(Collected data entries)
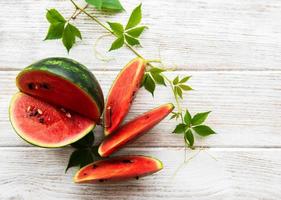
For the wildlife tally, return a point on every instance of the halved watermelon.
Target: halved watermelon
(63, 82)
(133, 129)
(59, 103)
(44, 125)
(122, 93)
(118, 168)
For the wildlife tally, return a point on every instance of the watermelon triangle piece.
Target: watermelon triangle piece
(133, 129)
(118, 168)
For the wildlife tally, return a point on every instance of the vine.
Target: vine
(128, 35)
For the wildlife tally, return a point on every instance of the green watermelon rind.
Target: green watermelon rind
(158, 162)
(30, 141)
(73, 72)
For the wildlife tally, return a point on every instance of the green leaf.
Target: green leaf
...
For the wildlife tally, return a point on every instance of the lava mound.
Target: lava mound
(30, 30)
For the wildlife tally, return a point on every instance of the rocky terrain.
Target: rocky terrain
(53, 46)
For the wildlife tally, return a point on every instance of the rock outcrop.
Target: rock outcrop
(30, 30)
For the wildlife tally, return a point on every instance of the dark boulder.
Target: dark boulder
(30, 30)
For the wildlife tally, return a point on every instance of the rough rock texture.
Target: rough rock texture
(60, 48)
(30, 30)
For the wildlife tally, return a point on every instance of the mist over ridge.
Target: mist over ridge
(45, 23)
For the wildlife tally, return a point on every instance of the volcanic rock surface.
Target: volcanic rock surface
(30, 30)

- WHAT THE EXERCISE ASKS:
Take exactly the lines from the one containing "Target: vine" through the one containing "Target: green leaf" in the data above, and output them with nothing added.

- SOLUTION FOR THIS TASK:
Target: vine
(128, 35)
For the wildlife tally, return a point on every instance of the green watermelon rind.
Target: green watermelon rind
(158, 162)
(30, 141)
(73, 72)
For the wildlife tally, return a point on every instance of the green leaf.
Target: green leaf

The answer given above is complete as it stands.